## Exercise requirements
In every entry below, switch "light tile floor" to "pale tile floor" and leave the rest untouched.

## The records
— Begin —
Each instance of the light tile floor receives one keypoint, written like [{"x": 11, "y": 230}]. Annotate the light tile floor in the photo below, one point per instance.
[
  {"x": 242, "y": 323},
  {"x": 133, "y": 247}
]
— End —
## Solution to the exercise
Each instance of the pale tile floor receives one keypoint, written like [{"x": 11, "y": 230}]. Annotate the pale tile floor in the photo below, one point per instance.
[
  {"x": 242, "y": 323},
  {"x": 133, "y": 247}
]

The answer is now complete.